A block of data
-----

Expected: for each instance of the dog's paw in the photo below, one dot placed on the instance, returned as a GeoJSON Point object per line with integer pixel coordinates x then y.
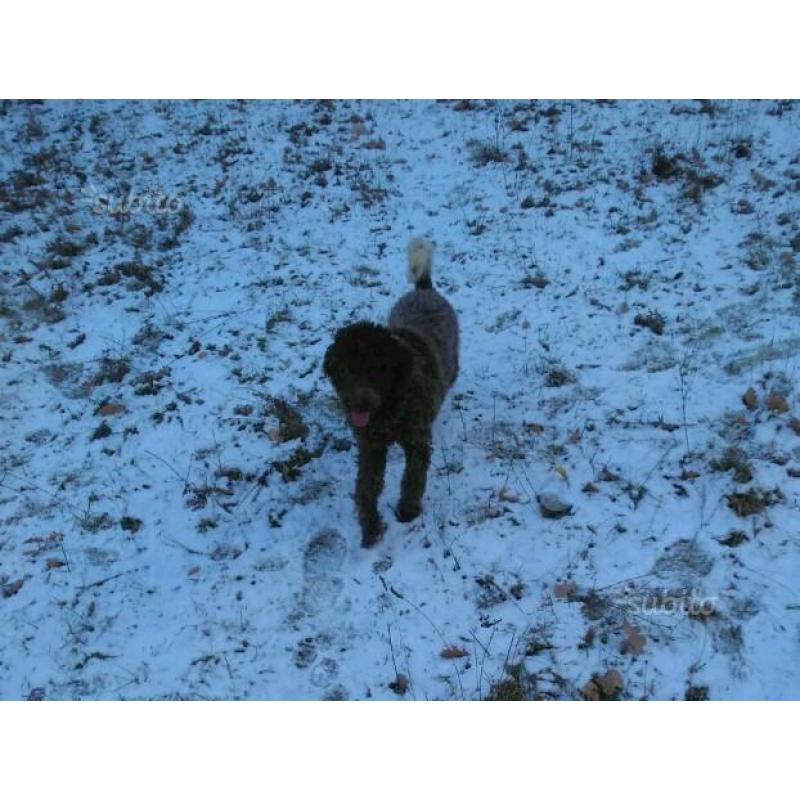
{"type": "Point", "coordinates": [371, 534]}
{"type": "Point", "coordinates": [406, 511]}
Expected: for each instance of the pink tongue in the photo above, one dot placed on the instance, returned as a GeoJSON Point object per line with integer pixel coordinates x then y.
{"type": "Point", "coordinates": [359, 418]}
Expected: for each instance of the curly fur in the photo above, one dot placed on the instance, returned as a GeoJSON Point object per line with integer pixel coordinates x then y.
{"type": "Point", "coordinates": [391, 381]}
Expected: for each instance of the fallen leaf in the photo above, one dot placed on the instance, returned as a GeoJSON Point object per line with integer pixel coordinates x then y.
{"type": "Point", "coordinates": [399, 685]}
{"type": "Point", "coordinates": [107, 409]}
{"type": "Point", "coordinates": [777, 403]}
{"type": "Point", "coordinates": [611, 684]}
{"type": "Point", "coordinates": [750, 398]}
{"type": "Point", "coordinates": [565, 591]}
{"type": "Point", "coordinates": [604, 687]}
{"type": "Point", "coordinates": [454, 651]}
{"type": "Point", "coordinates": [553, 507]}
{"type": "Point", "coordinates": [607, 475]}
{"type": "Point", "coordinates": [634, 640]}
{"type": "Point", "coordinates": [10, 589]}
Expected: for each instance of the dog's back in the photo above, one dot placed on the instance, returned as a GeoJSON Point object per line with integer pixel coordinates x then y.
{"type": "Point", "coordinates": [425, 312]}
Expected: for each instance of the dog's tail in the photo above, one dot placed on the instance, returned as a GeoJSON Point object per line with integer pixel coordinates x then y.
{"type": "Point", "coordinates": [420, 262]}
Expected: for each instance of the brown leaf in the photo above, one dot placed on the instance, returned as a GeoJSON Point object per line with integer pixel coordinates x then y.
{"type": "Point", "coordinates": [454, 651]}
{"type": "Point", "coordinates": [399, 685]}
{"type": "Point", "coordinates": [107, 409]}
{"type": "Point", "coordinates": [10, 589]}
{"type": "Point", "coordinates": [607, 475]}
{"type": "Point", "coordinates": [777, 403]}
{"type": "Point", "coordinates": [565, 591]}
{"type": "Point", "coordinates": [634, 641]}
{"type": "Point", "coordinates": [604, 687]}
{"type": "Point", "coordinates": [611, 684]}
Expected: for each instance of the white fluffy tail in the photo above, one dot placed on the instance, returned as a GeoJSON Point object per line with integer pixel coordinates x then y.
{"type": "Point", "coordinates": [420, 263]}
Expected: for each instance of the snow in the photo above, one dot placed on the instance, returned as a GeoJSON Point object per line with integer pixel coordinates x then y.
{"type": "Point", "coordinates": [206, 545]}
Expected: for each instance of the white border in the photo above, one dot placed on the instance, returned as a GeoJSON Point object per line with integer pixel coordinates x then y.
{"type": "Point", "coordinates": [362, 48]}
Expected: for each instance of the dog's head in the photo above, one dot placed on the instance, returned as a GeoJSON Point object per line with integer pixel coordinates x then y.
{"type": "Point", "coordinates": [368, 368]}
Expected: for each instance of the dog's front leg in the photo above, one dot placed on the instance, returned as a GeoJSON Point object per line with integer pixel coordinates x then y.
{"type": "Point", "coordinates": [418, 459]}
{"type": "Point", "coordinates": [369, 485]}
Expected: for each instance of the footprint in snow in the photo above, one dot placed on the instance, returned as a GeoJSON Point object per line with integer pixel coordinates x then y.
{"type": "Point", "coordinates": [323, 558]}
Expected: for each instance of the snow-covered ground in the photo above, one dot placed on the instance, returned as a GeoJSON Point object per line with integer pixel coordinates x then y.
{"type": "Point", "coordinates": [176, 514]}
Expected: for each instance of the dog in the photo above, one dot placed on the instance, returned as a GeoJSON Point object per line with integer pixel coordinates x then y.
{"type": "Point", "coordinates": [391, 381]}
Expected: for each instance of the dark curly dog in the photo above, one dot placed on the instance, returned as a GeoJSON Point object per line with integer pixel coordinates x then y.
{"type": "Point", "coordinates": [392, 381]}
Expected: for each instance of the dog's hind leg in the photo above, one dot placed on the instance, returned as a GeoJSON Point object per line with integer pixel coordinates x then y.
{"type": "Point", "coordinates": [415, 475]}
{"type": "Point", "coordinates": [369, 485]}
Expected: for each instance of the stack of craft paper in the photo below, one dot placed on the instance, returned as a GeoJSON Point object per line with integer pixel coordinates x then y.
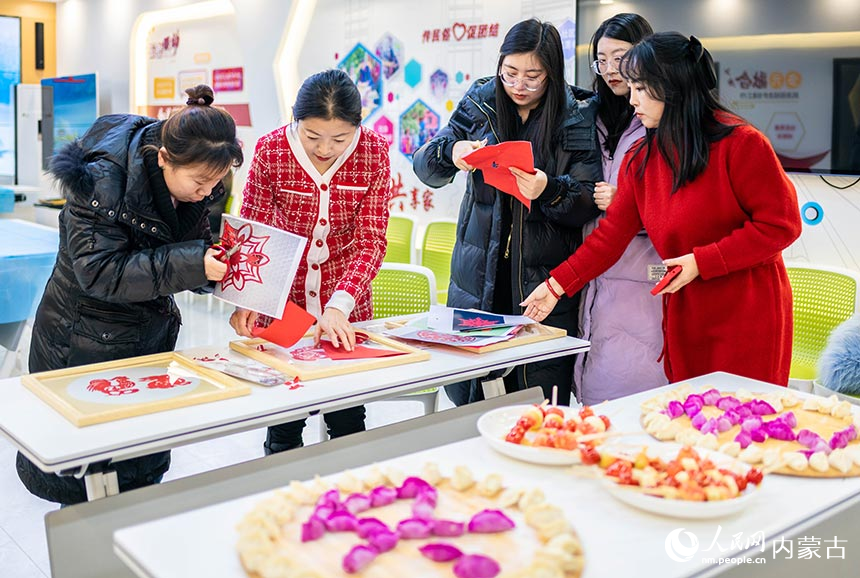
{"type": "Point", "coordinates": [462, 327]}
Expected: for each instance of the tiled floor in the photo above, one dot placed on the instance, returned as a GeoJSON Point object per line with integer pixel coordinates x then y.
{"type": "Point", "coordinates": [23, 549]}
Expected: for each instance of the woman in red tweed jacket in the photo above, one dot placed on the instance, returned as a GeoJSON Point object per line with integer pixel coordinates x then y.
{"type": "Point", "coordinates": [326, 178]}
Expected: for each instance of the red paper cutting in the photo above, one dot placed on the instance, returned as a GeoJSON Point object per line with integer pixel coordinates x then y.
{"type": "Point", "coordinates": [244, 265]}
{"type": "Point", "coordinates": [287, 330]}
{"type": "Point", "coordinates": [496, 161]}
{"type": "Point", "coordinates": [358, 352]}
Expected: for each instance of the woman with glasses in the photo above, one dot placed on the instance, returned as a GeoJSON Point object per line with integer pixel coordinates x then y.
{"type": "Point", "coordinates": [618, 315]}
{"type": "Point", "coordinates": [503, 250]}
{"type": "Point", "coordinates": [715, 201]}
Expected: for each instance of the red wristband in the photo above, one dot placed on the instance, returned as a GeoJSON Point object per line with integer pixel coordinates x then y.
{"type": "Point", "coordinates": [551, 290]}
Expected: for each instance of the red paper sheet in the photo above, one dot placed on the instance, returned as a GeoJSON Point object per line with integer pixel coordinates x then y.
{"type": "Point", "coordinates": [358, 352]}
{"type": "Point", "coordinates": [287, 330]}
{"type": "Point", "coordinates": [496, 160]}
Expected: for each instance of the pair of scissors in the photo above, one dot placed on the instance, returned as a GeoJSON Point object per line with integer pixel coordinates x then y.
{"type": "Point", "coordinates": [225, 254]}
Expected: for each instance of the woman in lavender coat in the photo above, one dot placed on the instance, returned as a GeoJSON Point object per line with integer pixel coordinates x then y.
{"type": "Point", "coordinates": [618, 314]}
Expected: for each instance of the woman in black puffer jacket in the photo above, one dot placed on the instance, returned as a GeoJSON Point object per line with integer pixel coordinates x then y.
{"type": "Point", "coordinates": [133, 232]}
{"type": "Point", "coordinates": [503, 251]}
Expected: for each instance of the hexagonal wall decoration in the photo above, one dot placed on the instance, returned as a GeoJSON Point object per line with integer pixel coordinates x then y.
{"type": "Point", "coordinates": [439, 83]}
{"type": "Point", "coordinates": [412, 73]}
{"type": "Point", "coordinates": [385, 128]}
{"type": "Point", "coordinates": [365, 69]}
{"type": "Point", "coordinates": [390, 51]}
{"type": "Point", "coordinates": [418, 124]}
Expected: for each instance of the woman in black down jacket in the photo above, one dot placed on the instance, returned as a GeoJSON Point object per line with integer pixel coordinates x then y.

-----

* Exercise *
Print nothing but the lines from the line with "Expected: for each instance of the red wristband" to the last line of the records above. Both of those lines count.

* Reply *
Expected: for each instance of the red wristband in the photo above, one dot placed on the instance, returned as a GeoJSON Point object per line with integer pixel coordinates x then y.
{"type": "Point", "coordinates": [551, 290]}
Expected: for each instance of the red paper sheet in the photo above, one dot placed on the instance, returned as a GeoJSON Point object per line with integer pixel coordinates x then y.
{"type": "Point", "coordinates": [358, 352]}
{"type": "Point", "coordinates": [287, 330]}
{"type": "Point", "coordinates": [496, 160]}
Expected: for each instance of the pair of scissors in the photo above, one dot placed on the instance, returned as a GeoJSON Point object per line with integer pixel coordinates x then y.
{"type": "Point", "coordinates": [225, 254]}
Expected: for each instance of the woman in lavender coat in the photo above, one dot placed on the instance, returned as a GeoJSON Point object per line with integer pixel coordinates x then y.
{"type": "Point", "coordinates": [618, 314]}
Expected: for each instance of the woman in black puffer jacket in the photo above, one dot placed on the instance, returned as a GeoJSON Point object per line with integer pixel coordinates x then y.
{"type": "Point", "coordinates": [133, 232]}
{"type": "Point", "coordinates": [503, 251]}
Expected: for each instance of the hexagonal wall decoration in the photo above, one dot placed on the instance, returned as a GeoJSON Point object per line with integer pixel coordinates x then y.
{"type": "Point", "coordinates": [439, 83]}
{"type": "Point", "coordinates": [412, 73]}
{"type": "Point", "coordinates": [385, 128]}
{"type": "Point", "coordinates": [365, 69]}
{"type": "Point", "coordinates": [390, 51]}
{"type": "Point", "coordinates": [418, 124]}
Expected: for each instance of the woman in black down jacket in the photo above, one dot placed on the instance, returned as a GeoJSON Point object per line with integer pixel coordinates x then y.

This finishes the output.